• [SOURCE DOCUMENT]:
In 1979, a new suggestion was launched. As part of a four-line network connecting all the major suburbs, a new route was proposed branching off from Munkvoll and running through Kystad, Stavsted, Kolstad to Heimdal. The route was too expensive, and was not passed.

===Closing and reopening===

During the 1980s there was a lot of political debate about the future of the tram in Trondheim, and in 1983 the city council decided to close down the Elgeseter Line, and keep only one line between Lian and Lade. At the same time 11 new trams were ordered and a new depot built at Munkvoll, costing over NOK 100 million. But in 1988 the city council changed their minds and closed the tramway in Trondheim. The tracks between St. Olav's Street and Lademoen were removed, but the tracks at Lade were kept, as were the tracks between St. Olav's Street and Lian. The latter was because enthusiasts had plans of operating veteran trams as a heritage railway.

But fate had other plans for Gråkallbanen. The Trondheim tramway is one of only two in the world, along with the Cairo Tramway, to use the combination of metre gauge and 2.6 metre-wide cars. This made it practically impossible to sell the trams and finance the 20 new Scania buses that Trondheim Trafikkselskap needed to operate the bus route to Lian and Lade. In the end the 11 trams were not sold and instead a company owned by 1,400 enthusiasts, AS Gråkallbanen, was created to operate the tram route on the only remaining line, that started in 1990. In 2004 Veolia Transport's division in Norway, Veolia Transport Norge, bought the company and have announced they will invest another NOK 10,7 million, after the purchase in improved infrastructure on Gråkallbanen. July 1, 2008 the company name changed from AS Gråkallbanen to Veolia Transport Bane AS. Since then the company was renamed Boreal Transport Bane AS in 2011, Boreal Transport Midt-Norge AS in 2012 and finally Boreal Bane AS in 2016.

• [ABOUT THIS EXERCISE]: According to the text about the Trondheim tramway, how many enthusiasts owned the company AS Gråkallbanen? The lines that come next are separate material and are not connected to the text about the Trondheim tramway.

• [MATERIAL SUPPLIED]:
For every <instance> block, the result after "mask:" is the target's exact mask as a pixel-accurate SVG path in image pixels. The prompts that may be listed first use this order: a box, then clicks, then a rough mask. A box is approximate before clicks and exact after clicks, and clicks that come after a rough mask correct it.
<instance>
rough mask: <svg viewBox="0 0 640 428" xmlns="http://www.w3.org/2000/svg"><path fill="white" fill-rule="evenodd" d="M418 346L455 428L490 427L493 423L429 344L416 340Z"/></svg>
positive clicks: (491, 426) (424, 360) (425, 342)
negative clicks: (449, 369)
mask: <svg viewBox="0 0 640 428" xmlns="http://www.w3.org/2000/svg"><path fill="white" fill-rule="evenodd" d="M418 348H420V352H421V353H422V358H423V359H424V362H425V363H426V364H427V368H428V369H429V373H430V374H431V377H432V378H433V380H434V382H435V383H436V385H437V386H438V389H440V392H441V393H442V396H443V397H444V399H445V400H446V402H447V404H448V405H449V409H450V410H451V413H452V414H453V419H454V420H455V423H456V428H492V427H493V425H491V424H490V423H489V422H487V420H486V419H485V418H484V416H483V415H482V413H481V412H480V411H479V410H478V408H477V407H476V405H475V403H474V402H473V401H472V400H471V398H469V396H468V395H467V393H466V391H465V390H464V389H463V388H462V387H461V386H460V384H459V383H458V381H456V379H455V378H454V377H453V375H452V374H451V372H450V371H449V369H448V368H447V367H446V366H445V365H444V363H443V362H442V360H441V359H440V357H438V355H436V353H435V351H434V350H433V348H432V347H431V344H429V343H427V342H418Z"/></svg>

• [WRITTEN SOLUTION]: 1,400 enthusiasts owned it.